— begin —
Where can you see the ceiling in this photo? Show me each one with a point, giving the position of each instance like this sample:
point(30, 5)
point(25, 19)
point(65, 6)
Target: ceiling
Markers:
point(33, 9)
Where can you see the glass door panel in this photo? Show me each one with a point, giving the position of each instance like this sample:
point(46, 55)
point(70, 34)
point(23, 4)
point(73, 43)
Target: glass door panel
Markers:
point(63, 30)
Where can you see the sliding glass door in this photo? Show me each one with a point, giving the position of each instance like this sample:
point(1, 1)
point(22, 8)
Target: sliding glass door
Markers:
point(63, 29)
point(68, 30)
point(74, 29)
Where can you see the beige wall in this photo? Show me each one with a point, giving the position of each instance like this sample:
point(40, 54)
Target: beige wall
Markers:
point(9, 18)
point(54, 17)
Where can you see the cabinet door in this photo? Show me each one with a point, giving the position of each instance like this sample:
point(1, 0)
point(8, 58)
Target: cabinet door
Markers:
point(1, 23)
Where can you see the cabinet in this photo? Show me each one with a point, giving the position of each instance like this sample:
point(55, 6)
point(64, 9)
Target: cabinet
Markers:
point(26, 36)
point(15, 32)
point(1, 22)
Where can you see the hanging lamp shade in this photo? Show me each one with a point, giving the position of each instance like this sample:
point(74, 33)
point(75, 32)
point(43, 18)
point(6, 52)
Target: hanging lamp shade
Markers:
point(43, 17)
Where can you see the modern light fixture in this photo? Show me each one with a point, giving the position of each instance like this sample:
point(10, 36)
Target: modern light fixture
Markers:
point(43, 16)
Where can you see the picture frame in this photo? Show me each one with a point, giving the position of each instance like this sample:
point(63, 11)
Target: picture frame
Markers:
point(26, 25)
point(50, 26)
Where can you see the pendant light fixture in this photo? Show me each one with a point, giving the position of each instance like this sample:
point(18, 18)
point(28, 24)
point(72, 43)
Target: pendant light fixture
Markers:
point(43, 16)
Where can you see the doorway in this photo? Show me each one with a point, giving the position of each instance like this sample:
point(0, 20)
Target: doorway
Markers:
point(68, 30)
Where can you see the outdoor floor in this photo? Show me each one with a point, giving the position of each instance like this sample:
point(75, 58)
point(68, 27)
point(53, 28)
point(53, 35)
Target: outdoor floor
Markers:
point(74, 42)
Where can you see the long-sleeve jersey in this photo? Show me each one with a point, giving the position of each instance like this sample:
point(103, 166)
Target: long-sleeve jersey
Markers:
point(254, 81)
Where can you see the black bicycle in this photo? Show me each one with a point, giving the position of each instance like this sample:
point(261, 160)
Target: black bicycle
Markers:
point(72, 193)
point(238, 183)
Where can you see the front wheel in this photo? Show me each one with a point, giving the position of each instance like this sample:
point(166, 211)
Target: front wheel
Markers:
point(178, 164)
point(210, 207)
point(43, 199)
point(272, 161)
— end —
§ Exercise description: Give the material above as a Markdown table with the columns "Row" and "Line", starting with the line that contains "Where can you see the glass" and going on through the line that contains "point(1, 23)". Number each line in order and leave out any blank lines.

§ Written response:
| Row | Line |
|---|---|
| 1 | Where can you see the glass door panel in this photo? Show me each one with a point, giving the position of each instance like this sample: |
| 2 | point(46, 55) |
| 3 | point(70, 34) |
| 4 | point(23, 4) |
| 5 | point(73, 43) |
| 6 | Target: glass door panel |
| 7 | Markers: |
| 8 | point(63, 30) |
| 9 | Where can you see the sliding glass door in this photo? Show me each one with a point, giving the position of each instance like this sample: |
| 10 | point(1, 1) |
| 11 | point(22, 8) |
| 12 | Target: sliding glass door |
| 13 | Markers: |
| 14 | point(63, 29) |
| 15 | point(68, 30) |
| 16 | point(74, 29) |
| 17 | Where can you see the beige wall in this photo? Show me each one with a point, giving the position of each instance like this sample: |
| 18 | point(40, 54) |
| 19 | Target: beige wall |
| 20 | Markers: |
| 21 | point(9, 18) |
| 22 | point(54, 17) |
| 23 | Where can you see the cabinet door in this photo? Show me each one with a point, giving the position of each instance like this sample: |
| 24 | point(1, 0) |
| 25 | point(8, 58) |
| 26 | Target: cabinet door |
| 27 | Markers: |
| 28 | point(1, 23) |